* [Exercise objective]: Lay out as a JSON list of strings the lines of the entries from the one containing "TASK: localize car door handle" through the end of the entries, one string for each line and no blank lines.
===== Supplied data =====
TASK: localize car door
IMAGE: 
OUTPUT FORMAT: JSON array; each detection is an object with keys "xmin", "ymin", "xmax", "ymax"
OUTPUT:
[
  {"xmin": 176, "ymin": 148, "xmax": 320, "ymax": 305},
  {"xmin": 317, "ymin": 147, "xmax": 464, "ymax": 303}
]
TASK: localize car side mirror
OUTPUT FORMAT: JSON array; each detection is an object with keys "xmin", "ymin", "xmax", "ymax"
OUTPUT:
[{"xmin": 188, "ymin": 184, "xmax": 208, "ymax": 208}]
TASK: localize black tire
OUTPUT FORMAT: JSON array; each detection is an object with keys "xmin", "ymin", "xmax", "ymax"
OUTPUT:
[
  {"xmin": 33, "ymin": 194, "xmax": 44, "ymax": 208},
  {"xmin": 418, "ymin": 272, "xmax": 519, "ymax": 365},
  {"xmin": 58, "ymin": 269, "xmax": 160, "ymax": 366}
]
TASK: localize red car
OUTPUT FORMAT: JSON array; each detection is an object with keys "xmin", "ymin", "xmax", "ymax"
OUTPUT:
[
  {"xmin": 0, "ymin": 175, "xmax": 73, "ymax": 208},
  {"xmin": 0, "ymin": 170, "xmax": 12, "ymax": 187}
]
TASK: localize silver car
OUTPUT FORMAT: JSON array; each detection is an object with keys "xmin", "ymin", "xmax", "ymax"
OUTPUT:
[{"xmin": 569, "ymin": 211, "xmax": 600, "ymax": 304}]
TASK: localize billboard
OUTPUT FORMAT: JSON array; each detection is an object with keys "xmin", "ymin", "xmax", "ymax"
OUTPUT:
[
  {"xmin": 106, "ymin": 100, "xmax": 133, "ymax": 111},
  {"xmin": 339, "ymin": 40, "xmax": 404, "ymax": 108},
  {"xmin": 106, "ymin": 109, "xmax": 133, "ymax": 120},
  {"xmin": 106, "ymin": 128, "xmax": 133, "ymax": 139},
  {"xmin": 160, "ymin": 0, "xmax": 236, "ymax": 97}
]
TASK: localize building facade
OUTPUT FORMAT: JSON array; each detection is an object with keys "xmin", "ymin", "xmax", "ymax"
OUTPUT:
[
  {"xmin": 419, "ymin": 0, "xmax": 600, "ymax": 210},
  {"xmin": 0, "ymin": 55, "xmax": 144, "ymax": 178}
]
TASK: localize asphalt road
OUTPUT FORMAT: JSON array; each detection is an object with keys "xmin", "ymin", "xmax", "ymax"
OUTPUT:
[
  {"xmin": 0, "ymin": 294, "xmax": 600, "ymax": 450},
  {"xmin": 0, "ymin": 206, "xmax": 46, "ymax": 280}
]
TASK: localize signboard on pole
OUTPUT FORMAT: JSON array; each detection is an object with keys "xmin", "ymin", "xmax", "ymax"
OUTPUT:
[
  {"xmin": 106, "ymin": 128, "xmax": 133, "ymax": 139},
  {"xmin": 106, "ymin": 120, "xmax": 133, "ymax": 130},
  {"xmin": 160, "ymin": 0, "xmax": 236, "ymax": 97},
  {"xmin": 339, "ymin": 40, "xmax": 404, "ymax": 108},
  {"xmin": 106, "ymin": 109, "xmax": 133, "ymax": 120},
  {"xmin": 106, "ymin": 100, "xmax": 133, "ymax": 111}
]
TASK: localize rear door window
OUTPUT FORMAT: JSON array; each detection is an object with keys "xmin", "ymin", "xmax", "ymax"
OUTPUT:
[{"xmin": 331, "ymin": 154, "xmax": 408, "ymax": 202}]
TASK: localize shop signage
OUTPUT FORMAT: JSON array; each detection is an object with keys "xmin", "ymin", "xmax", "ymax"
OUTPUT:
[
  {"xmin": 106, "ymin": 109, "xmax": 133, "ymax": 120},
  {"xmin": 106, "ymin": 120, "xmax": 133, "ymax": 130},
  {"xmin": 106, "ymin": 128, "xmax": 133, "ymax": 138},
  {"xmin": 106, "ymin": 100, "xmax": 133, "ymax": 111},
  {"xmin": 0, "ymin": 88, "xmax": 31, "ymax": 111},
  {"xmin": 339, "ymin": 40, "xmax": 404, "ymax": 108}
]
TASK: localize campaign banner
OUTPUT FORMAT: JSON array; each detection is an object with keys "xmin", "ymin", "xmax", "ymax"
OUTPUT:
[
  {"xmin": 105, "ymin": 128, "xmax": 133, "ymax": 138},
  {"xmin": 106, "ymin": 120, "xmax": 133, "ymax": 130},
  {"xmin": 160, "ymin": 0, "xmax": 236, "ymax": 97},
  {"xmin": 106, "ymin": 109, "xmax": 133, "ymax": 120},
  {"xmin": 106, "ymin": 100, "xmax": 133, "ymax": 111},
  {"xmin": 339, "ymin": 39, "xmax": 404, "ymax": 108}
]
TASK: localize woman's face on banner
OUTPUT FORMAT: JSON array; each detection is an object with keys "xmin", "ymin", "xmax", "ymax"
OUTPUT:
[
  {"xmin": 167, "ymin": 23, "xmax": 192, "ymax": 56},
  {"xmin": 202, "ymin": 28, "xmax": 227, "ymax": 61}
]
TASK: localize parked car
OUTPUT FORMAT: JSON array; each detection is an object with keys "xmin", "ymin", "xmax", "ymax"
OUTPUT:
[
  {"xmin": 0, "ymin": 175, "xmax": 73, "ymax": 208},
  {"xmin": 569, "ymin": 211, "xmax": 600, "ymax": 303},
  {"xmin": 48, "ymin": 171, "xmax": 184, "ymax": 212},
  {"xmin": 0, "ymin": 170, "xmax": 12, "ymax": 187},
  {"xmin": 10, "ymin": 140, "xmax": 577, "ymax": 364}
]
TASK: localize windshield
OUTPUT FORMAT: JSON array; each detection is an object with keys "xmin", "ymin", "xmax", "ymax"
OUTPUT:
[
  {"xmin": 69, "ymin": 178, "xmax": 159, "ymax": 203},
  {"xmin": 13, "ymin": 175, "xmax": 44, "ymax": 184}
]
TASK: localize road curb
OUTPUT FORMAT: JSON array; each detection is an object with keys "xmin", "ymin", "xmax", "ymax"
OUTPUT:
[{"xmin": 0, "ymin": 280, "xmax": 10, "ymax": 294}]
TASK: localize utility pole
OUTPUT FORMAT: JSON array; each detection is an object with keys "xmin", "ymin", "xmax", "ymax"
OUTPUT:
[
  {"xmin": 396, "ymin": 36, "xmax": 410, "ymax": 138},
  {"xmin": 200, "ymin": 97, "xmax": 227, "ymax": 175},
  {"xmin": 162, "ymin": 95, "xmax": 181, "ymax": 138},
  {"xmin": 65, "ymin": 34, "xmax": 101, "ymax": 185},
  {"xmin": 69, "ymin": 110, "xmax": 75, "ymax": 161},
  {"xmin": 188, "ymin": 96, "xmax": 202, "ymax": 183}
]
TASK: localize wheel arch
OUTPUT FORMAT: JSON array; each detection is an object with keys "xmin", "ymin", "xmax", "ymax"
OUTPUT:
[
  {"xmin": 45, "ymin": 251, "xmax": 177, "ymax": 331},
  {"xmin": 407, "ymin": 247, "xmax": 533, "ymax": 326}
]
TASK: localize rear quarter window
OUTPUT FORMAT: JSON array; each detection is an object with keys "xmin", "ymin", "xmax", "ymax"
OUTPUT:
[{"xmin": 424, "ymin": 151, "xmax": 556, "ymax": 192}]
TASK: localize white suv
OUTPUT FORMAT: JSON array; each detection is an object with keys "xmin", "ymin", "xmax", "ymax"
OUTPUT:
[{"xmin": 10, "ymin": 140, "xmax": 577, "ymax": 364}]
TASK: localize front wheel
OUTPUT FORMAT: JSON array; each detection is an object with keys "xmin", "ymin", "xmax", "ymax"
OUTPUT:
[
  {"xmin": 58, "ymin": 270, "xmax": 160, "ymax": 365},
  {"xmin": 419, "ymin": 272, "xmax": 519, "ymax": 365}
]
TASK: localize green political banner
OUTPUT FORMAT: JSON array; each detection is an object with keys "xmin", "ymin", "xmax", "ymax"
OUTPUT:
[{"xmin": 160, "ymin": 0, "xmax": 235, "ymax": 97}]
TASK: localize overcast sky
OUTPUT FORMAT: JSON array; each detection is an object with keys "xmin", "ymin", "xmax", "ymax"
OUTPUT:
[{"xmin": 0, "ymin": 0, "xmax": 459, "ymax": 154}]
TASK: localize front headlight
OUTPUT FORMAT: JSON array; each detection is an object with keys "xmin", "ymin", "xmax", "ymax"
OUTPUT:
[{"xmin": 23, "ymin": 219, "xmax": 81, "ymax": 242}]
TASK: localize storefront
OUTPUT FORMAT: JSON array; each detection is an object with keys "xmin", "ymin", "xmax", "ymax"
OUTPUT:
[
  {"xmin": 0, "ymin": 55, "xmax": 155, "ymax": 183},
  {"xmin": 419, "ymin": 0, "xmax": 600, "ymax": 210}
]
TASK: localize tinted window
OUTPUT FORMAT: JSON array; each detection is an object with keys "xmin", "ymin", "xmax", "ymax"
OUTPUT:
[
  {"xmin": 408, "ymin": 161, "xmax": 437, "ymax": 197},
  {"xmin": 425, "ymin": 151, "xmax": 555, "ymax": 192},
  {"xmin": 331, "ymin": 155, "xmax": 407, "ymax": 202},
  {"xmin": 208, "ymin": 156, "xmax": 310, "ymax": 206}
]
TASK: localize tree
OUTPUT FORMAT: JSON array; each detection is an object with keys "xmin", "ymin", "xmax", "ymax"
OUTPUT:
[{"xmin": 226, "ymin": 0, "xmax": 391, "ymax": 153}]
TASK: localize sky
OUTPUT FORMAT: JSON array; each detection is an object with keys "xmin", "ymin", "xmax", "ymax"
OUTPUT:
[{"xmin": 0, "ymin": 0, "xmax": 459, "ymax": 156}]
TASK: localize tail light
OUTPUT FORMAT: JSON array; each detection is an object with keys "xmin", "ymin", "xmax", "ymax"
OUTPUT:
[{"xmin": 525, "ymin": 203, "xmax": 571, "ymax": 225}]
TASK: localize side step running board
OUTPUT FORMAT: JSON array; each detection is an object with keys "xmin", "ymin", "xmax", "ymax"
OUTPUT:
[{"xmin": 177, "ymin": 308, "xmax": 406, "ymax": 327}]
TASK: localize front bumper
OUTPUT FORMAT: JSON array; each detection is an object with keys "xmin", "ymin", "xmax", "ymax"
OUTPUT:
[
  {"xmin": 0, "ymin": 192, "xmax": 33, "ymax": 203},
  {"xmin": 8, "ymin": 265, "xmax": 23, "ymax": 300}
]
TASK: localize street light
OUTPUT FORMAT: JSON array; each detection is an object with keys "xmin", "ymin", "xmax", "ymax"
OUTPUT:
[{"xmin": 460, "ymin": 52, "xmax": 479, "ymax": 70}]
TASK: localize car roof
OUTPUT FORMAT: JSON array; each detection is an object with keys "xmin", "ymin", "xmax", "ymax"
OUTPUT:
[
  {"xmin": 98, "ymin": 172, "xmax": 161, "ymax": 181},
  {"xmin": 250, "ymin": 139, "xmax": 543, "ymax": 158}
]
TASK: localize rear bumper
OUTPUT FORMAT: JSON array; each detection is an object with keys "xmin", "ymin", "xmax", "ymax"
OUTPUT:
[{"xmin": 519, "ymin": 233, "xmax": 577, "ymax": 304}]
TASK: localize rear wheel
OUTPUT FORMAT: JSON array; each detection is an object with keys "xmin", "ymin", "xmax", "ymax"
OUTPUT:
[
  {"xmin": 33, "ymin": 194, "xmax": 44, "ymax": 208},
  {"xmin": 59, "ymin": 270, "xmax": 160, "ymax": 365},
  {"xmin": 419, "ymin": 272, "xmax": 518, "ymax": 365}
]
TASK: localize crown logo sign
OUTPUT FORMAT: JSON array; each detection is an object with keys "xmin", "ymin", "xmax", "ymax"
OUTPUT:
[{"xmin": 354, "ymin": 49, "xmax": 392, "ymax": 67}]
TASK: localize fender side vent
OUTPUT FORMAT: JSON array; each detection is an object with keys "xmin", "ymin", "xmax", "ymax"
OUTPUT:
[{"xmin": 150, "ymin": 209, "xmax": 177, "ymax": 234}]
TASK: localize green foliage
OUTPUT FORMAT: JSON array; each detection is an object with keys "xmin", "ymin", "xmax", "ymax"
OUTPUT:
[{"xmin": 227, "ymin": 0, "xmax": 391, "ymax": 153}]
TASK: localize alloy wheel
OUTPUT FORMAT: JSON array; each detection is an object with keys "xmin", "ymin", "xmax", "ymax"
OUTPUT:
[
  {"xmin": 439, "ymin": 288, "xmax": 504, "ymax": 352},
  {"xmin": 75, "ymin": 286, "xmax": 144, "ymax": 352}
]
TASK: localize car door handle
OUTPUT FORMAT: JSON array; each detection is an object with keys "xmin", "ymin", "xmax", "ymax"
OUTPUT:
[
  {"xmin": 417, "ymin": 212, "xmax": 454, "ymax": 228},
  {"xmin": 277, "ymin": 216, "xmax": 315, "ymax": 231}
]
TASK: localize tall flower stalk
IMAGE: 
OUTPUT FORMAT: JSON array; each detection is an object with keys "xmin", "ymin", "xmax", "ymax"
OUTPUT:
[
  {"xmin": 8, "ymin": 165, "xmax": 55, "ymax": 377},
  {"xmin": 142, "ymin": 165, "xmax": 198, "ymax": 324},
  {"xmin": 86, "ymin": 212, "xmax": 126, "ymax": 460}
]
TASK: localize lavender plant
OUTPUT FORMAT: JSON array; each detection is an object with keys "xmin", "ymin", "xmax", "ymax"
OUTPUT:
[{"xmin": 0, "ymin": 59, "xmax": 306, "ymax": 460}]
=====
* [Finished exercise]:
[
  "TASK: localize car door handle",
  "OUTPUT FORMAT: JSON array; each detection is an object with keys \"xmin\", \"ymin\", \"xmax\", \"ymax\"",
  "OUTPUT:",
  "[",
  "  {\"xmin\": 417, \"ymin\": 212, \"xmax\": 454, \"ymax\": 228},",
  "  {\"xmin\": 277, \"ymin\": 216, \"xmax\": 315, \"ymax\": 231}",
  "]",
  "TASK: localize tall flower stalk",
  "IMAGE: ",
  "OUTPUT FORMAT: JSON array; each detection is an object with keys \"xmin\", \"ymin\", \"xmax\", \"ymax\"",
  "OUTPUT:",
  "[",
  "  {\"xmin\": 8, \"ymin\": 165, \"xmax\": 55, \"ymax\": 377},",
  "  {\"xmin\": 142, \"ymin\": 165, \"xmax\": 198, \"ymax\": 324},",
  "  {\"xmin\": 86, \"ymin\": 212, \"xmax\": 126, \"ymax\": 460}",
  "]",
  "TASK: localize lavender plant",
  "OUTPUT FORMAT: JSON array; each detection is an object with keys \"xmin\", \"ymin\", \"xmax\", \"ymax\"",
  "OUTPUT:",
  "[{\"xmin\": 0, \"ymin\": 59, \"xmax\": 306, \"ymax\": 460}]"
]